**Input for this task**
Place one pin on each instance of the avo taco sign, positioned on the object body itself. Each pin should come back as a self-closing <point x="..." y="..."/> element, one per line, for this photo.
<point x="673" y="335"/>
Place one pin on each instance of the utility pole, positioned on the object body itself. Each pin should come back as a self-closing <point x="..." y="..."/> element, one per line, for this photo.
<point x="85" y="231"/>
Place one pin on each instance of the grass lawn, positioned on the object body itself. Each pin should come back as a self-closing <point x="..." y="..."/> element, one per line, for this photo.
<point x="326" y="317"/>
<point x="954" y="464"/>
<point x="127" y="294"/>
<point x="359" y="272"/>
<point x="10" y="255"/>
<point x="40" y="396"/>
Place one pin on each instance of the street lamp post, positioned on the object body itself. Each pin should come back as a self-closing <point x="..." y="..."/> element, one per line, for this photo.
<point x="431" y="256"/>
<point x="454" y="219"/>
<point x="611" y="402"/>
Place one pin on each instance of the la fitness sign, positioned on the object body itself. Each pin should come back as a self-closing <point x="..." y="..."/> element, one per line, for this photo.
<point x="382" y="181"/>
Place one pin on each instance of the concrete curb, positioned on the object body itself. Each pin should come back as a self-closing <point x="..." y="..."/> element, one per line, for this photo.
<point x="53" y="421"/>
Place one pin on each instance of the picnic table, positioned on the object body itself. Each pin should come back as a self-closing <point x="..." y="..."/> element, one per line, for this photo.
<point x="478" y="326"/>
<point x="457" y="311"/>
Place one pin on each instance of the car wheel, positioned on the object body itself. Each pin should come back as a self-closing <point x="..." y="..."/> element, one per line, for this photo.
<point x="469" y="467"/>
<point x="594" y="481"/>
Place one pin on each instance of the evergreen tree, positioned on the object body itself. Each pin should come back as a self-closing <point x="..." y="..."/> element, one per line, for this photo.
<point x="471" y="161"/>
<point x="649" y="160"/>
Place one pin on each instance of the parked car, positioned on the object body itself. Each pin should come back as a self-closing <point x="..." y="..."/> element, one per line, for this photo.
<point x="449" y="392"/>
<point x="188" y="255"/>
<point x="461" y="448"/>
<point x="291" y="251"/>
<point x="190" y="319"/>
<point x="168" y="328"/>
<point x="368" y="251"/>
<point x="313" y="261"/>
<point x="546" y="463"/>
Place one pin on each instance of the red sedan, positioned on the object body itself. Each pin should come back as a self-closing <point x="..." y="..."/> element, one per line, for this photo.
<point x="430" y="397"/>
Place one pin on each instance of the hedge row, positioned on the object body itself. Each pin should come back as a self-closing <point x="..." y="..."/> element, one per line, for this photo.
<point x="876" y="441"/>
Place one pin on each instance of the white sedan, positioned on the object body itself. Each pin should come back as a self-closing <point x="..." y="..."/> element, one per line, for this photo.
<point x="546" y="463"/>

**Task to complete**
Reproduce nothing but the lines from the line containing "Place one pin on each instance of the red" to the last line of the data, each exactly as written.

**Task solution**
Place one pin on each instance of the red sedan, positioned on the object body itself. Each pin should come back as a self-closing <point x="..." y="..."/> element, one per line, for this photo.
<point x="430" y="397"/>
Place one pin on each instance of the hedge row, positioned on the object body itself. Each pin should come back as a self-closing <point x="..." y="..."/> element, one per line, for this photo.
<point x="876" y="441"/>
Place one pin on each instance of the white sedan, positioned on the object body itself. Each pin should come back as a self-closing <point x="..." y="..."/> element, one per line, for this photo.
<point x="546" y="463"/>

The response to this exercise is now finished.